══ MATERIAL TO PROCESS
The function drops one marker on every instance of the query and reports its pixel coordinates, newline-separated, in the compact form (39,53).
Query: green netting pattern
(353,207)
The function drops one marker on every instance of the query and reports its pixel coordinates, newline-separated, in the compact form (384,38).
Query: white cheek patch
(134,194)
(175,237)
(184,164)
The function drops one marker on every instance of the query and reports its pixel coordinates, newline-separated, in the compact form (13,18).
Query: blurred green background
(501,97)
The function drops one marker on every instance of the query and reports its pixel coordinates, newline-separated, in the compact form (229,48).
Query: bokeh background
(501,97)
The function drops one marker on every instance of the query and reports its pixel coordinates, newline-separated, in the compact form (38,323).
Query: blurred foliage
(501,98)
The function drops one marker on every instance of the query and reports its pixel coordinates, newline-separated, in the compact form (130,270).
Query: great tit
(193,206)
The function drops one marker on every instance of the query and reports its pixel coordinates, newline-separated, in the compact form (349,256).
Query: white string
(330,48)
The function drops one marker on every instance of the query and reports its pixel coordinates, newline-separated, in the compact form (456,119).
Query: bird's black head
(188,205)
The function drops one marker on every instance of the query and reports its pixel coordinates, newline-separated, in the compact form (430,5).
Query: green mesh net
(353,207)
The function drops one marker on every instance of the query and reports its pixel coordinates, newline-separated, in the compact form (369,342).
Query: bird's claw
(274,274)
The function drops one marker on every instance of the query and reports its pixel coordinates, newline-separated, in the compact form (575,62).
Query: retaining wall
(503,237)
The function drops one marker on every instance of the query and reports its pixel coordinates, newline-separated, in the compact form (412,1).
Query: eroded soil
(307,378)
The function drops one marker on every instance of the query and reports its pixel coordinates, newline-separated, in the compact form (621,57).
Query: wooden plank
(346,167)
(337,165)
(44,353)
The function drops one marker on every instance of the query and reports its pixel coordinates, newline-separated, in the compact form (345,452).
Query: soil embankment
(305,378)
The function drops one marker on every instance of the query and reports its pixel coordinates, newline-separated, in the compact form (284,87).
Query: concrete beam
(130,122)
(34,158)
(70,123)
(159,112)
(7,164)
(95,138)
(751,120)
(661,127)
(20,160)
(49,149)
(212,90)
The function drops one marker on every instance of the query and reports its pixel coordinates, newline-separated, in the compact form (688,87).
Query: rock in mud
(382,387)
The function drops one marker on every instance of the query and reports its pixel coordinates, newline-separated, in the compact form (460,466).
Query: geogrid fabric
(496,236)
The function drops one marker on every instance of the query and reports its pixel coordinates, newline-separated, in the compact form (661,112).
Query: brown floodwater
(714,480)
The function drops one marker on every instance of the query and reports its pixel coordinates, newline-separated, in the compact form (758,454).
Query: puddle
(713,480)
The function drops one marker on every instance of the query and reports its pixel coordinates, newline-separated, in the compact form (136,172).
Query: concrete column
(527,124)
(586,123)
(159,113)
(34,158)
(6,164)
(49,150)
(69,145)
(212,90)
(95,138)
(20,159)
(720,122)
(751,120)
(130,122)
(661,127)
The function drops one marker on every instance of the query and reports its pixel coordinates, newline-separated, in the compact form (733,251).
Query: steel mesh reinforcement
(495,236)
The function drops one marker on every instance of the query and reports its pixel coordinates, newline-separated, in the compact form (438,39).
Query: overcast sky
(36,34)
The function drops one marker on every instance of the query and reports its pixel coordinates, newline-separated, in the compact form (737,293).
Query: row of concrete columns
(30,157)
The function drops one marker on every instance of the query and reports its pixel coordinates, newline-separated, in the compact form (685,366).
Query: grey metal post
════
Your output must be an exact copy of every entry.

▶ [EXPECTED OUTPUT]
The function drops one marker on every instance of the query and reports its pixel coordinates, newline-separated, in the compact form (39,53).
Query: green netting pattern
(353,207)
The function drops one marker on every instance of the query and reports its pixel coordinates, newline-separated, in the compact form (384,38).
Query: white cheek patch
(134,194)
(175,237)
(184,164)
The function drops one marker on every instance of the query and reports its pixel coordinates, newline-separated, in the compact form (13,18).
Query: blurred green background
(501,97)
The function drops one marker on every instance of the query and reports its pixel coordinates, newline-separated, in the compact form (229,48).
Query: bokeh background
(501,97)
The function drops one marker on every instance of the query and reports its pixel coordinates, newline-separated, in the compact form (38,323).
Query: blurred foliage
(501,98)
The function drops one marker on every instance of the query and reports its pixel coordinates, newline-separated, in the compact form (130,270).
Query: great tit
(193,206)
The function drops one marker on every instance of the query and reports its pixel coordinates, newline-separated, in the compact form (349,256).
Query: white string
(330,48)
The function drops one marker on every instance of the query and reports its pixel coordinates, newline-separated, in the compact form (456,119).
Query: bird's black head
(188,205)
The function drops one marker on every instance of the query and reports its pixel coordinates, newline-separated, in the compact form (430,5).
Query: green mesh net
(353,207)
The function drops one marker on every instance of the query and reports its pixel coordinates, newline-separated, in the compact form (369,342).
Query: bird's claw
(274,274)
The function drops one marker on every instance of the query and reports its pixel coordinates, newline-separated, in the compact form (575,62).
Query: retaining wall
(503,237)
The function drops one marker on every instance of the query and reports its pixel coordinates, newline-separated, in the compact form (412,1).
Query: eroded soil
(307,378)
The function drops one marker on every instance of the query and reports its pixel coordinates, newline-separated, in the compact form (621,57).
Query: wooden plank
(346,167)
(337,165)
(44,353)
The function drops one marker on every instance of the query and reports its pixel coordinates, newline-separated, in the compact form (345,452).
Query: soil embankment
(305,378)
The function drops one marker on every instance of the query and reports its pixel coordinates, newline-separated, in the compact form (284,87).
Query: concrete beam
(130,122)
(34,158)
(70,123)
(159,112)
(7,164)
(95,138)
(751,120)
(661,127)
(20,160)
(49,149)
(212,90)
The function drops one marker on every instance of the query and reports its pixel coordinates, newline-separated, in the compact form (688,87).
Query: rock in mud
(382,387)
The function drops one marker on every instance of the query and reports its pixel coordinates, newline-separated, in the compact form (460,466).
Query: geogrid fabric
(496,236)
The function drops one marker on every instance of the query and reports its pixel coordinates, newline-separated, in the compact form (661,112).
Query: brown floodwater
(714,480)
The function drops one marker on every instance of the query and reports its pixel coordinates, newline-separated, in the compact form (758,454).
Query: puddle
(713,480)
The function drops one marker on every instance of the query and reports its pixel coordinates, newline-separated, in the compact form (136,172).
Query: concrete column
(527,124)
(586,123)
(159,113)
(34,158)
(6,164)
(49,150)
(69,145)
(212,90)
(95,138)
(20,159)
(720,122)
(751,120)
(130,122)
(661,127)
The function drops one marker on every instance of the query and reports its pixel coordinates, newline-separated, in the compact form (733,251).
Query: steel mesh reinforcement
(495,236)
The function drops one marker on every instance of the query and reports its pixel coordinates, newline-separated, in the compact form (438,39).
Query: overcast sky
(36,34)
The function drops one marker on every instance of the query and reports its pixel coordinates, newline-separated, in the compact form (737,293).
Query: row of concrete columns
(30,157)
The function drops one marker on every instance of the query and reports its pixel coordinates, newline-separated, in the compact form (685,366).
Query: grey metal post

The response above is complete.